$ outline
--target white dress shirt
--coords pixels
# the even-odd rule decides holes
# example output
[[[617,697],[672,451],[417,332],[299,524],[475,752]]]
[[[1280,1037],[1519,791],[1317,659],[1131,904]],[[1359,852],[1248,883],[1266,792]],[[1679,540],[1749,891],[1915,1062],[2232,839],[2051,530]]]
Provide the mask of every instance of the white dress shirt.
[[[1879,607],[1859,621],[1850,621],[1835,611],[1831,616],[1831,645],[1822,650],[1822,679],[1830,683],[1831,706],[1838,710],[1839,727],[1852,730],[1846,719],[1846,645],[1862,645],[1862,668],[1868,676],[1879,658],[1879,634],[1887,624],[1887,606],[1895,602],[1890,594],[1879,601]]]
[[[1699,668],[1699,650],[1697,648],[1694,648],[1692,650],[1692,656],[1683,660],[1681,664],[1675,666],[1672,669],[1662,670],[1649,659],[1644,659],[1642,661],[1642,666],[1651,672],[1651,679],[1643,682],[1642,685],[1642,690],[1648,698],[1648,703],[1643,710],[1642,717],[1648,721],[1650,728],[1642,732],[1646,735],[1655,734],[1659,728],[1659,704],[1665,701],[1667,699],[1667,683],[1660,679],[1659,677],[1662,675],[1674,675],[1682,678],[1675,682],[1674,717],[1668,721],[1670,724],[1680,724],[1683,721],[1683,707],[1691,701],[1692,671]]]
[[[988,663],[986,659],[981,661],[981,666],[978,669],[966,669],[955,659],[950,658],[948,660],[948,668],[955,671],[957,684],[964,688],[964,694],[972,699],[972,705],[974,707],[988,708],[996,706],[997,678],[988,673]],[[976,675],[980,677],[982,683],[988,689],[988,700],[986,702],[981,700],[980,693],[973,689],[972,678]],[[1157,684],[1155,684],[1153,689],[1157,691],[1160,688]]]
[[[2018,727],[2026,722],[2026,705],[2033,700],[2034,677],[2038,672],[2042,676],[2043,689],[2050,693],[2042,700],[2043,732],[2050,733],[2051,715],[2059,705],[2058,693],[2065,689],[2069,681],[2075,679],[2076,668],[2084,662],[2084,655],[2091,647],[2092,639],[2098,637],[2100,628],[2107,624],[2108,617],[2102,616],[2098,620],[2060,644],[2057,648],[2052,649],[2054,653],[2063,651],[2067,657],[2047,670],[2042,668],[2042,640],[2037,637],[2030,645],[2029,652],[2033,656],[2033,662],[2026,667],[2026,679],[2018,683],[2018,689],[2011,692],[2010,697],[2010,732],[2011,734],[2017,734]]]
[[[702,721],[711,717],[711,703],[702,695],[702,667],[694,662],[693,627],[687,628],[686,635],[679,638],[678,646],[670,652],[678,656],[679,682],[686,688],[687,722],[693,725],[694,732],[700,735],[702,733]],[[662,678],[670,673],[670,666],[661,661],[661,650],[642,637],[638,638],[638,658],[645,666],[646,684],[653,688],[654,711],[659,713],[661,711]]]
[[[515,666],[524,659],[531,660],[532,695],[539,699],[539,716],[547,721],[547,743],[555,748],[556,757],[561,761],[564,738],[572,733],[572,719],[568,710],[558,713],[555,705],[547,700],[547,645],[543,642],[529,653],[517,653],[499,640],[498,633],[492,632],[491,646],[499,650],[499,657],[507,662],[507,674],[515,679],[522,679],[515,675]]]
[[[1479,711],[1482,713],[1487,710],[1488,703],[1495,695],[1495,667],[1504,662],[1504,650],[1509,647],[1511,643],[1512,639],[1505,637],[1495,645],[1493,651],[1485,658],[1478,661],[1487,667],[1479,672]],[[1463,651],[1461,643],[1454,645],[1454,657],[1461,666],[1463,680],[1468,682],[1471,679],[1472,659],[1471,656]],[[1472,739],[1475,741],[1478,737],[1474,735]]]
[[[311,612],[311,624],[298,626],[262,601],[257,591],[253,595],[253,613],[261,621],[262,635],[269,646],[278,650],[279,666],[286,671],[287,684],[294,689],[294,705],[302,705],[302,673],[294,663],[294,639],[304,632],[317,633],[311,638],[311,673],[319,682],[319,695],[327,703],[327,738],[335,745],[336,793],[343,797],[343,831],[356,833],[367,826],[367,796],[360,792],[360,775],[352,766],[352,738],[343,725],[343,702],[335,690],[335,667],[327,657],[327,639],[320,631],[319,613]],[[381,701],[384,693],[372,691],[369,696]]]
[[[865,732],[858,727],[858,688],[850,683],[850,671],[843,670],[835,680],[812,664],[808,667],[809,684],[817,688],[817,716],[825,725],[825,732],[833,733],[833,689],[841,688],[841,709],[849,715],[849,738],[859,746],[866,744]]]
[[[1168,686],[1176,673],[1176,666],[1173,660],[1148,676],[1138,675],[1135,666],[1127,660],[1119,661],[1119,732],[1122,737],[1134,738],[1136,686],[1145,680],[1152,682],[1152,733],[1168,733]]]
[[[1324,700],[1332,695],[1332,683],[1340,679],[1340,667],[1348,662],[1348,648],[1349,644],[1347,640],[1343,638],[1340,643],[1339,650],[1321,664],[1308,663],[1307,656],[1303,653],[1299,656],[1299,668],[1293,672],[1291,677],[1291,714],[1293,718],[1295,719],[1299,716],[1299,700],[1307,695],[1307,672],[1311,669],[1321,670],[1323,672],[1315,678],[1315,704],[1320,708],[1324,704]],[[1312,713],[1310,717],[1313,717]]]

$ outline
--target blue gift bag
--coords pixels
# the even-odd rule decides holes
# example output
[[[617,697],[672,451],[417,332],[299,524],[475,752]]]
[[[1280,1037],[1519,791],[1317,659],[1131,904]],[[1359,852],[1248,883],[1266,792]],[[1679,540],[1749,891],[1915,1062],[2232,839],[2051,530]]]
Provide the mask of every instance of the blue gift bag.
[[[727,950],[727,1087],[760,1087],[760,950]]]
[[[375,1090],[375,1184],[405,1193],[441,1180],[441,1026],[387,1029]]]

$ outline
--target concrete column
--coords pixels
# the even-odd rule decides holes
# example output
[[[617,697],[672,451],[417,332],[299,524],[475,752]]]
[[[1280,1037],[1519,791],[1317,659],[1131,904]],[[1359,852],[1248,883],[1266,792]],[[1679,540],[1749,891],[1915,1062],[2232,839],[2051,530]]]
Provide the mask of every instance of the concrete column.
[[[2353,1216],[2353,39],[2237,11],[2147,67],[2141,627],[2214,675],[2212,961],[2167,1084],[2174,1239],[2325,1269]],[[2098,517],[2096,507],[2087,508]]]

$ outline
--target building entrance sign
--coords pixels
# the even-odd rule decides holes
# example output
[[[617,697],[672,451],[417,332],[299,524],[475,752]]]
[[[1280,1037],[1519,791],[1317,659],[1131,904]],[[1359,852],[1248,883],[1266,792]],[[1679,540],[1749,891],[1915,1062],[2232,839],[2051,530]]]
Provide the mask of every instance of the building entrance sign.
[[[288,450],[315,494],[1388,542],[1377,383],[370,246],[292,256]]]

◆ ◆ ◆ ◆

What is expected. Nothing in the entries should be skipped. Output them all exactly.

Solved exercise.
$ outline
--target white dress shirt
--coords pixels
# the even-odd rule decides holes
# example output
[[[617,697],[672,451],[417,332],[299,524],[475,752]]]
[[[1280,1037],[1519,791],[1317,659],[1131,904]],[[1359,852],[1248,883],[1266,792]],[[1679,540],[1749,891],[1915,1062],[2232,839],[2051,530]]]
Provide the mask of every instance of the white dress shirt.
[[[1879,607],[1859,621],[1850,621],[1835,611],[1831,616],[1831,645],[1822,650],[1822,679],[1830,683],[1831,706],[1838,710],[1839,727],[1852,730],[1846,719],[1846,645],[1862,645],[1862,668],[1868,676],[1879,658],[1879,634],[1887,624],[1887,606],[1895,602],[1890,594],[1879,601]]]
[[[1699,668],[1699,650],[1697,648],[1694,648],[1692,650],[1692,656],[1683,660],[1681,664],[1675,666],[1672,669],[1662,670],[1649,659],[1644,659],[1642,661],[1642,666],[1651,672],[1651,679],[1643,682],[1642,685],[1642,690],[1648,698],[1648,703],[1643,710],[1642,717],[1648,721],[1650,728],[1642,732],[1646,735],[1655,734],[1659,728],[1659,704],[1665,701],[1667,699],[1667,683],[1660,679],[1659,677],[1662,675],[1674,675],[1682,678],[1675,682],[1674,717],[1668,721],[1670,724],[1680,724],[1683,721],[1683,707],[1691,701],[1692,671]]]
[[[988,663],[986,659],[981,661],[981,666],[978,669],[966,669],[955,659],[950,658],[948,660],[948,668],[955,671],[957,684],[964,688],[964,694],[972,699],[972,705],[974,707],[988,708],[996,706],[997,678],[988,673]],[[976,675],[980,677],[982,683],[988,689],[988,700],[986,702],[981,700],[980,693],[973,689],[972,678]],[[1157,684],[1155,684],[1153,689],[1157,691],[1160,688]]]
[[[2018,727],[2026,722],[2026,705],[2033,700],[2034,677],[2038,672],[2042,676],[2043,689],[2050,693],[2042,700],[2043,732],[2050,733],[2051,715],[2059,705],[2058,693],[2065,689],[2069,681],[2075,679],[2076,668],[2084,662],[2084,655],[2091,647],[2092,639],[2098,637],[2100,628],[2107,624],[2108,617],[2102,616],[2098,620],[2060,644],[2057,648],[2052,649],[2054,653],[2063,651],[2067,657],[2047,670],[2042,668],[2042,640],[2037,637],[2030,645],[2029,652],[2033,656],[2033,662],[2026,667],[2026,679],[2018,683],[2018,689],[2011,692],[2010,697],[2010,732],[2011,734],[2017,734]]]
[[[702,721],[711,717],[711,703],[702,695],[702,667],[694,662],[693,627],[687,628],[686,635],[679,638],[678,646],[670,652],[678,656],[679,682],[686,688],[687,722],[693,725],[694,732],[700,735],[702,733]],[[662,678],[670,673],[670,666],[661,661],[661,650],[642,637],[638,638],[638,658],[645,666],[646,684],[653,688],[654,711],[659,713],[661,711]]]
[[[515,666],[524,659],[531,660],[532,695],[539,699],[539,716],[547,721],[547,743],[555,748],[556,757],[561,761],[564,738],[572,733],[572,719],[568,710],[558,713],[555,705],[547,700],[547,645],[543,642],[529,653],[517,653],[499,640],[498,633],[492,632],[491,646],[499,650],[499,657],[507,662],[507,674],[515,679],[522,679],[515,675]]]
[[[1479,711],[1482,713],[1487,710],[1488,703],[1495,695],[1495,667],[1504,662],[1504,650],[1509,647],[1511,643],[1512,639],[1505,637],[1495,645],[1493,651],[1485,658],[1478,661],[1487,667],[1479,672]],[[1463,651],[1461,643],[1454,645],[1454,657],[1461,666],[1463,680],[1468,682],[1471,679],[1472,659],[1471,656]],[[1472,739],[1475,741],[1478,737],[1474,735]]]
[[[311,612],[311,624],[298,626],[262,601],[257,591],[253,595],[253,613],[261,621],[262,635],[269,646],[278,650],[279,666],[286,671],[287,684],[294,689],[294,705],[302,705],[302,673],[294,663],[294,639],[304,632],[317,633],[311,638],[311,673],[319,682],[319,695],[327,703],[327,738],[335,745],[336,793],[343,797],[343,831],[356,833],[367,826],[367,796],[360,792],[360,775],[352,766],[352,738],[343,725],[343,702],[335,690],[335,667],[327,657],[327,639],[320,631],[319,613]],[[381,701],[384,693],[372,691],[369,696]]]
[[[865,732],[858,727],[858,688],[850,683],[850,671],[843,670],[835,680],[812,664],[808,667],[809,684],[817,688],[817,716],[825,725],[825,732],[833,733],[833,689],[841,688],[841,709],[849,715],[849,738],[859,746],[866,744]]]
[[[1168,686],[1176,673],[1176,666],[1173,660],[1148,676],[1138,675],[1135,666],[1127,660],[1119,661],[1119,732],[1122,737],[1134,738],[1136,686],[1145,680],[1152,682],[1152,733],[1168,733]]]
[[[1324,700],[1332,695],[1332,683],[1340,679],[1340,667],[1348,662],[1348,648],[1349,644],[1347,640],[1343,638],[1340,643],[1339,650],[1321,664],[1308,663],[1307,656],[1303,653],[1299,656],[1299,668],[1293,672],[1291,677],[1291,714],[1293,718],[1295,719],[1299,716],[1299,700],[1307,695],[1307,672],[1311,669],[1321,670],[1323,672],[1315,678],[1315,704],[1320,708],[1324,704]],[[1312,713],[1310,717],[1313,717]]]

$ outline
--target blue gift bag
--coords pixels
# the even-odd rule decides holes
# example output
[[[617,697],[672,451],[417,332],[299,524],[475,752]]]
[[[1280,1037],[1519,791],[1317,659],[1131,904]],[[1359,852],[1248,883],[1266,792]],[[1679,540],[1749,891],[1915,1062],[2232,839],[2051,530]]]
Provide the mask of every instance of the blue gift bag.
[[[727,950],[727,1087],[760,1087],[760,950]]]
[[[375,1090],[375,1184],[405,1193],[441,1180],[441,1026],[387,1029]]]

$ outline
--target concrete column
--coords pixels
# the even-odd rule decides holes
# example output
[[[617,697],[672,451],[417,332],[299,524],[475,752]]]
[[[1280,1037],[1519,791],[1317,659],[1131,904]],[[1359,852],[1248,883],[1266,792]],[[1679,540],[1749,891],[1915,1062],[2232,839],[2051,530]]]
Provide the mask of every instance of the concrete column.
[[[2353,1216],[2353,39],[2237,11],[2147,67],[2141,627],[2214,675],[2212,961],[2167,1084],[2174,1239],[2325,1269]],[[2098,517],[2096,507],[2087,508]]]

$ outline
--target building entrance sign
--coords pixels
# the even-odd rule decides holes
# example output
[[[617,697],[672,451],[417,332],[299,524],[475,752]]]
[[[1280,1037],[1519,791],[1317,659],[1131,904]],[[1359,852],[1248,883],[1266,792]],[[1679,540],[1749,891],[1915,1062],[2232,839],[2051,530]]]
Provide the mask of every instance of the building entrance sign.
[[[288,450],[315,494],[1388,542],[1377,383],[370,246],[292,256]]]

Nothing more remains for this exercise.